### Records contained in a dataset
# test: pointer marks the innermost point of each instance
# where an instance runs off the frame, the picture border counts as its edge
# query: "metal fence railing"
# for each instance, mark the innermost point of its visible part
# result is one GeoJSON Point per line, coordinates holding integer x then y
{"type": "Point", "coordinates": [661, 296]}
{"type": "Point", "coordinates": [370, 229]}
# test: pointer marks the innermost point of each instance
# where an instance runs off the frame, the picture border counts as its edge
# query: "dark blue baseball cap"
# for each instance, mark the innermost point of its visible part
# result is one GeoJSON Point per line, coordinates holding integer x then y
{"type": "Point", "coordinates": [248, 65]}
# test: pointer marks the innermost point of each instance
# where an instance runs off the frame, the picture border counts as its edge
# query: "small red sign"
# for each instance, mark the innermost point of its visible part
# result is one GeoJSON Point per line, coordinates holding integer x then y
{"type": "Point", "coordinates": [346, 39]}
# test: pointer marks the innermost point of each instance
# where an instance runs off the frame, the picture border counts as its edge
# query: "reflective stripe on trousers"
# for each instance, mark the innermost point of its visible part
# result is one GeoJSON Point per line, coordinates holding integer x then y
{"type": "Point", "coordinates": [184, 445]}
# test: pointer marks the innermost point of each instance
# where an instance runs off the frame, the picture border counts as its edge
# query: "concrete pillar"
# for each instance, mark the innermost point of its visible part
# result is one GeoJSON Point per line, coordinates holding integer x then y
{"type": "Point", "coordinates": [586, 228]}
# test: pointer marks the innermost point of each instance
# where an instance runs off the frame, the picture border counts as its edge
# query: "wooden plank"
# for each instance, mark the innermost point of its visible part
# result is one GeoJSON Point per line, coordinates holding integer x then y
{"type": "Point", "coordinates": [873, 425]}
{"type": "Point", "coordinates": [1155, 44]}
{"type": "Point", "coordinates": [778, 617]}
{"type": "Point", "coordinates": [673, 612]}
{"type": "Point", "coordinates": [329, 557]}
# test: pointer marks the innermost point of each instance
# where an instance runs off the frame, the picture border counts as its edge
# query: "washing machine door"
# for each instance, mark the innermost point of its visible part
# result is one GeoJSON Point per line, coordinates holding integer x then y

### Required action
The entries above must each be repeated exactly.

### Result
# test: pointer marks the innermost point of each instance
# where an instance runs off the frame, the picture border counts as its edge
# query: "metal fence railing"
# for each instance, mark the innermost point of its visible part
# result is one GeoJSON Point per line, coordinates holding integer x then y
{"type": "Point", "coordinates": [661, 296]}
{"type": "Point", "coordinates": [370, 229]}
# test: pointer marks the innermost point of each instance
# where an instance runs off the frame, the picture border counts as its edge
# query: "dark blue baseball cap"
# for each instance, mark the innermost point of its visible part
# result is one GeoJSON Point per line, coordinates holding integer x then y
{"type": "Point", "coordinates": [248, 65]}
# test: pointer marks the innermost point of each instance
# where an instance runs off the frame, the picture border counts as its edge
# query: "small red sign"
# for each instance, mark the innermost point of its visible part
# result is one GeoJSON Point per line, coordinates holding integer x then y
{"type": "Point", "coordinates": [346, 39]}
# test: pointer marks the innermost point of each instance
# where an instance runs off the frame, the picture border counts as its edge
# query: "reflective stripe on trousers"
# for each instance, mark the innermost point of its visible part
# result is one GeoJSON Point per line, coordinates holding integer x then y
{"type": "Point", "coordinates": [184, 445]}
# test: pointer marks the innermost point of each instance
# where an instance runs off the frame, the picture border counts as its edge
# query: "concrete pillar"
# for each instance, mark the innermost point of its visible part
# result is one GeoJSON Point per line, coordinates holding integer x then y
{"type": "Point", "coordinates": [586, 228]}
# test: pointer marks the innermost point of each instance
# where an instance runs off the frame, the picture border counts as its edge
# query: "wooden plank"
# for each instance, mark the innermost point of its visible part
# result is one GeoJSON Point per line, coordinates holding integer x then y
{"type": "Point", "coordinates": [873, 425]}
{"type": "Point", "coordinates": [1155, 44]}
{"type": "Point", "coordinates": [778, 617]}
{"type": "Point", "coordinates": [673, 612]}
{"type": "Point", "coordinates": [329, 557]}
# test: pointer marks the innermost point of each instance
# where an instance runs off the frame, the picture border counts as its edge
# query: "washing machine door"
# for each instance, mark the innermost point of its visible part
# result is one GeoJSON Point per line, coordinates holding integer x then y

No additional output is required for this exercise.